Recorded information
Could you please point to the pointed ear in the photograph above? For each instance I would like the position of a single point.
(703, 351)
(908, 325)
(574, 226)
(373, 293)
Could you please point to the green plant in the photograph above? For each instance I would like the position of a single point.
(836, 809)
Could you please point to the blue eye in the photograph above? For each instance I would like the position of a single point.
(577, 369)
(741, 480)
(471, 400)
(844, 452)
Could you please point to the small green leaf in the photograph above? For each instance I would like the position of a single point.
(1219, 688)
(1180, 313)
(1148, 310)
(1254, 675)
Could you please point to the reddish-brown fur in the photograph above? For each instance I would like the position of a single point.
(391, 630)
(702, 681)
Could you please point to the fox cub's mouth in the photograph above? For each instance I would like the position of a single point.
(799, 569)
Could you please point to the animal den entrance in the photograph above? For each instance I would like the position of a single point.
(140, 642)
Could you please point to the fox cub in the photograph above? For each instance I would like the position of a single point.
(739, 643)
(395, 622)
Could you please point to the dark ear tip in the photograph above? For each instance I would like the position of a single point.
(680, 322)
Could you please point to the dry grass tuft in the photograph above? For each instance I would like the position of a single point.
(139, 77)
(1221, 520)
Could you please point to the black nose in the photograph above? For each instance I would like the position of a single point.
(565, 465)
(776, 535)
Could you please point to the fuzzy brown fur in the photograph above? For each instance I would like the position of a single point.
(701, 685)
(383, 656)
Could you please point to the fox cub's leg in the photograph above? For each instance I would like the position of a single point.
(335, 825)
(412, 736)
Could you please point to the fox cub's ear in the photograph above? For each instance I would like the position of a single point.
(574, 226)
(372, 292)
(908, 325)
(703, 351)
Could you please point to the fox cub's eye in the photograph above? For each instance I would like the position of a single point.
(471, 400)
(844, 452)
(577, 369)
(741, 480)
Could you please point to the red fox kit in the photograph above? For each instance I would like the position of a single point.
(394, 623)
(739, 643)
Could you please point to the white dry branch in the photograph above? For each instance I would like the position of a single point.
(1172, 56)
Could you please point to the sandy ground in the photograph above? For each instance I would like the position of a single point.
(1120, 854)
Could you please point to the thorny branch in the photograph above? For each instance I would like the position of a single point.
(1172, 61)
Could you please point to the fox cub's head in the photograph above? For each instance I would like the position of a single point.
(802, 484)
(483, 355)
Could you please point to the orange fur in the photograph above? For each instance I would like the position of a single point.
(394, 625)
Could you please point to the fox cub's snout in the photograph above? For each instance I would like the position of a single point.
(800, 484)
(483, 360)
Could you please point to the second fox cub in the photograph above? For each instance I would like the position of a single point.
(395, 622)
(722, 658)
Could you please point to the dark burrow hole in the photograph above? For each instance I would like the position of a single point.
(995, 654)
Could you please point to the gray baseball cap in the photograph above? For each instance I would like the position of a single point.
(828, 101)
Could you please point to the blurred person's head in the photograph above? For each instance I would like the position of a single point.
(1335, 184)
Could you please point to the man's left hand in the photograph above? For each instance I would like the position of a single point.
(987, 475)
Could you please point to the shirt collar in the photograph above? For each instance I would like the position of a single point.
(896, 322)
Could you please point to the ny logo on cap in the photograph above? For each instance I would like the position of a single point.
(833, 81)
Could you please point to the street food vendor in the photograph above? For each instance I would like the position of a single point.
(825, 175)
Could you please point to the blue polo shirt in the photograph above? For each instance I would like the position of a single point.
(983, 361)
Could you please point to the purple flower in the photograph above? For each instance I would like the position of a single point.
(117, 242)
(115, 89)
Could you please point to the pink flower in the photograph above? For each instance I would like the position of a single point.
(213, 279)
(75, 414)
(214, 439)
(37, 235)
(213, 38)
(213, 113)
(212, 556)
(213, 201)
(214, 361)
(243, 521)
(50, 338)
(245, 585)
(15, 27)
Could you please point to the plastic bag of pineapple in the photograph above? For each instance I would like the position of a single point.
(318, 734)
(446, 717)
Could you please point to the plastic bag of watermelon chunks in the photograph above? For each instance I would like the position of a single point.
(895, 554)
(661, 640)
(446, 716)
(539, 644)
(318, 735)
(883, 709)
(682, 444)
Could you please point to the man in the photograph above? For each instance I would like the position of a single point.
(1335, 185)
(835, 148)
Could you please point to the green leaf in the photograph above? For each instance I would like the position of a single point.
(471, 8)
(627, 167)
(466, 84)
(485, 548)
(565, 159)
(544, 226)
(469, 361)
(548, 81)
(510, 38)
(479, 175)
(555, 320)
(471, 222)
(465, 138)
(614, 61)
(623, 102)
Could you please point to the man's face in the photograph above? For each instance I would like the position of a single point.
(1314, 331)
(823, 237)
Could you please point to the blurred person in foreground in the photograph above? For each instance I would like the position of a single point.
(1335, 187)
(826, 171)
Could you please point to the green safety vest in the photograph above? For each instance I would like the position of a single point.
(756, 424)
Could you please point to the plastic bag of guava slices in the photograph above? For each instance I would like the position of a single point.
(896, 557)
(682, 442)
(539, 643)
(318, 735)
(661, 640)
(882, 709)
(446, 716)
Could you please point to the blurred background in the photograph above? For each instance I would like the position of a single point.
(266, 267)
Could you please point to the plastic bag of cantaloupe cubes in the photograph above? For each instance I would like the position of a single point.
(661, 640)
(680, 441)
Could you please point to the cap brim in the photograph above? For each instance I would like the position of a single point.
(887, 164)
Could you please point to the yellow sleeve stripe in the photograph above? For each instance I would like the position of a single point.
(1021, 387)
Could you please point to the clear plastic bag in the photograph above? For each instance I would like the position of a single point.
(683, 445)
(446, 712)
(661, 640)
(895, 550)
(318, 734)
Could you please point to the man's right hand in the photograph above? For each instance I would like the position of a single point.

Assignment
For this exercise, give every entry again exactly as it appears.

Exercise result
Could you please point to the pointed ear in the photograph above? For each instance I would like the position of a single point.
(703, 351)
(908, 325)
(574, 226)
(373, 293)
Could you please point to the green plant in the photograph above? For each instance I would like the position of a single point.
(836, 809)
Could you please point to the blue eye in the photograph above? For each instance I would like the position of a single point.
(577, 369)
(741, 480)
(471, 400)
(844, 452)
Could you please point to the small green leaf in the photograph above? For each instance I would like the position of a single point.
(1219, 688)
(1180, 313)
(1148, 310)
(1254, 675)
Could you please point to the reddish-brown fur in the photograph above? For each instance I would like the position of a single point.
(391, 630)
(702, 681)
Could you please point to the fox cub's mouth in the photograph above? For each instance I would like the position of a single point.
(799, 569)
Could you please point to the animal den entrance in the photograph above? For each instance I would like the position of a single point.
(140, 642)
Could you please point to the fox cub in the photograph above? For each instance I would like the position of a single point.
(739, 643)
(395, 622)
Could you please point to the dark ear tip in the photograph above? For each instance I would like the position of a single point.
(680, 322)
Could you please point to the dry grass tuft in the photograph above? For each instance I would like the position of a single point.
(139, 77)
(1221, 520)
Could you please point to the black nose in the photograph above? For each instance I would like the position of a single point.
(565, 465)
(776, 535)
Could you please point to the fuzzy brown fur in the photograph above? For each instance I would like the position of a single point.
(701, 685)
(383, 656)
Could you please point to the fox cub's leg in the photograph above? For each instance I would like the position of a single point.
(335, 825)
(412, 736)
Could you please point to the fox cub's ear in the photograph above? For each instance I would like the position of a single point.
(574, 226)
(372, 292)
(908, 325)
(703, 351)
Could you please point to the fox cub's eye in the photograph above? For each instance I would like the position of a single point.
(471, 400)
(844, 452)
(577, 369)
(741, 480)
Could you please point to the red fox kit in the photograph above? For each instance I would like the position of a single point.
(394, 623)
(739, 643)
Could you please point to the white dry branch in the photograph above? For each instance I would like the position of a single point.
(1172, 56)
Could you please point to the sandy ground in the photograph above? For each instance I would like the position of a single point.
(1120, 854)
Could you please point to the thorny branch in the photograph above? For each instance I would like the position of a single point.
(1172, 61)
Could you please point to the fox cub's head in the photograph above? For each instance I would like the position of a single point.
(802, 484)
(483, 355)
Could you please point to the orange fur in the photograph above? For each instance I would like the position of a single point.
(394, 625)
Could you please point to the fox cub's snout in the photograph above? For each instance I would like the position of a single point.
(800, 484)
(483, 360)
Could you please point to the second fox cub in the photograph above? For each instance I would like the position of a single point.
(395, 622)
(722, 658)
Could you please point to the dark burrow hole in the photograph above? For each instance I would like the position of a single point.
(995, 654)
Could you please point to the gray baseball cap in the photograph above? For each instance I would like the position of a single point.
(828, 101)
Could you please point to the blurred person's head in the photograph above? For each instance I would like the position of a single point.
(1335, 184)
Could you please point to the man's left hand in the photograph above? For each instance I would like the position of a single point.
(987, 475)
Could you please point to the shirt collar in the photograph above? For each instance I would like the position of a single point.
(896, 322)
Could you please point to the ny logo on cap in the photograph above? For each instance I would like the position of a single point.
(833, 81)
Could you please point to the street food vendor in the photograph above? For each instance I would like the position of a single point.
(825, 175)
Could you please point to the blue polo shirt in the photograph above? For each instance I would like the position of a single point.
(983, 361)
Could you please point to the purple flower in the photograph above? For each instance I would like the position of a single point.
(117, 242)
(115, 89)
Could you please point to the pink flower in the photograph above? For each instance I would like the position of a single point.
(213, 279)
(75, 414)
(214, 439)
(37, 235)
(213, 38)
(213, 113)
(212, 556)
(213, 201)
(214, 361)
(243, 521)
(50, 338)
(245, 585)
(15, 27)
Could you please point to the plastic bag of pineapple in the photograph above? For each instance I would like the position of a single point.
(318, 734)
(446, 717)
Could you please point to the plastic bag of watermelon chunks in the photograph above? For each instance I would like the position of a single point.
(895, 554)
(661, 640)
(446, 716)
(539, 644)
(318, 735)
(883, 709)
(682, 444)
Could you please point to the man in the photograph above? For each instance I would like the position of a single point.
(1335, 185)
(835, 148)
Could you please point to the green leaf in the photograph above? For each instance I would like the position of a single point.
(471, 8)
(627, 167)
(466, 84)
(485, 548)
(565, 159)
(544, 226)
(469, 361)
(548, 81)
(510, 38)
(479, 175)
(555, 320)
(471, 222)
(465, 138)
(614, 61)
(623, 102)
Could you please point to the man's face in the photograph above? For each instance I would like the position of a single point.
(1314, 331)
(823, 237)
Could you please point to the blurred person in foreground in the photograph above? For each instance I would like the position of a single point.
(1335, 187)
(826, 171)
Could you please point to the green safety vest in the photograph above? For each instance I would like the position of a single point.
(756, 424)
Could you please point to the plastic bag of guava slices in the photograph above? For each instance I would like the position of a single point.
(896, 557)
(682, 442)
(539, 643)
(318, 735)
(661, 640)
(882, 709)
(446, 716)
Could you please point to the blurred background in the photograph above? For each instance I would like the position of a single point.
(266, 267)
Could you please point to the plastic bag of cantaloupe cubes in the photograph above? For each instance I would like the position of a single point.
(661, 640)
(680, 441)
Could you please point to the cap brim in the photograph above? For each instance I would like the position of a single point.
(887, 164)
Could you please point to the yellow sleeve stripe in the photograph above? For each instance I would like the position of a single point.
(1021, 387)
Could you please point to the clear plastic bag in the photograph above? For each instance I would like the position of a single point.
(683, 445)
(446, 712)
(661, 640)
(895, 550)
(318, 734)
Could you please point to the man's right hand in the photograph above? For each instance I would like the position of a single point.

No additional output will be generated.